Required work:
Please restate each entry that appears below word for word, without its pictures.

(Natural language region descriptions)
******

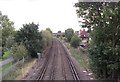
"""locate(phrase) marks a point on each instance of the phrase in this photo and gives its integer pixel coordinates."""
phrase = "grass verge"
(21, 71)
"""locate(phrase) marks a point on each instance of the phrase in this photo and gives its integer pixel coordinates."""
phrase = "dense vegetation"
(103, 21)
(75, 41)
(72, 38)
(27, 41)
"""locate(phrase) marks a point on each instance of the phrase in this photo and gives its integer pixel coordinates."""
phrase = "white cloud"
(56, 14)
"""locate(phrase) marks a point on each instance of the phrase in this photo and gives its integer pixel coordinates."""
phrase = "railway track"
(66, 56)
(45, 65)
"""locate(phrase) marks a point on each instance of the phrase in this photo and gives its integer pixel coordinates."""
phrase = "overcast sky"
(56, 14)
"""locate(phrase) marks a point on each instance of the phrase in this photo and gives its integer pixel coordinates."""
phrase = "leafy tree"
(7, 29)
(49, 30)
(31, 37)
(75, 41)
(103, 21)
(69, 34)
(18, 51)
(46, 38)
(9, 42)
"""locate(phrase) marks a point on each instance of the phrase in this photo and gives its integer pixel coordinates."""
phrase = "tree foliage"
(103, 20)
(18, 51)
(31, 37)
(49, 30)
(46, 38)
(75, 41)
(69, 34)
(7, 29)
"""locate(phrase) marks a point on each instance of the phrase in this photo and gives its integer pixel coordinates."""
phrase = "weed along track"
(57, 64)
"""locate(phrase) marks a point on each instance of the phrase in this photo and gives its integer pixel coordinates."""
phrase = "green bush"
(6, 55)
(18, 51)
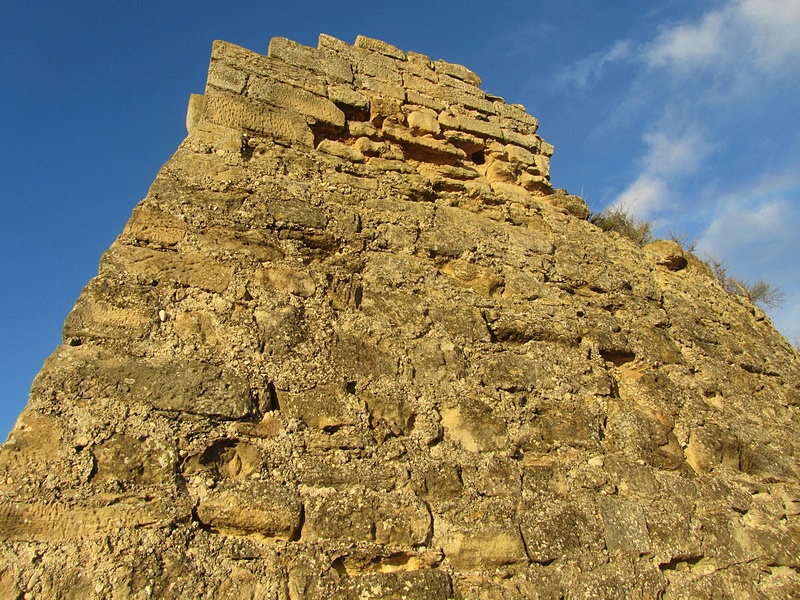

******

Result for this exercise:
"""locate(phrase) marks a point on each instance of the phrase in this photo and gives its integer pixel coordinates."""
phrase = "grass verge"
(21, 71)
"""locate(phrase) marks a point on each instance of the phrase in this photo and gives its integer pixel coordinates."""
phrase = "dense vegetation"
(103, 21)
(75, 41)
(72, 38)
(27, 41)
"""locate(phrase) marks a point on each instance of the phrase in this photo and gives its integer pixel coordinates."""
phrase = "white cloud"
(56, 14)
"""locate(phrase) marks a point on each instance of the phrase in this photo and gives its integer pixel coordinates."""
phrase = "railway track"
(66, 56)
(45, 65)
"""locate(phrase) marks a point on each instance of the phrase in this photo and gives its integer pixel coordinates."""
phrase = "overcast sky"
(56, 14)
"""locate(phrase) marks a point on each instance of the phrase in this photo and gives its integer pixel coordinates."""
phrase = "leafy tree"
(7, 29)
(49, 30)
(31, 37)
(75, 41)
(103, 21)
(69, 34)
(18, 51)
(46, 38)
(9, 42)
"""locate(phrase) marks a point on each instance of the phrase in this photo and gives its integer pixel coordinates."""
phrase = "tree foliage"
(103, 20)
(18, 51)
(31, 37)
(49, 30)
(46, 38)
(75, 41)
(69, 34)
(7, 29)
"""locate(phrase) marks a point on each instance of the phrase in this photo and gives its integer pixel coordinates."""
phrase = "weed along track"
(57, 64)
"""locate(phrase) marks a point on each instance of the phrase in this photo and gives its integer pixel coordinates."""
phrase = "green bush"
(6, 55)
(18, 51)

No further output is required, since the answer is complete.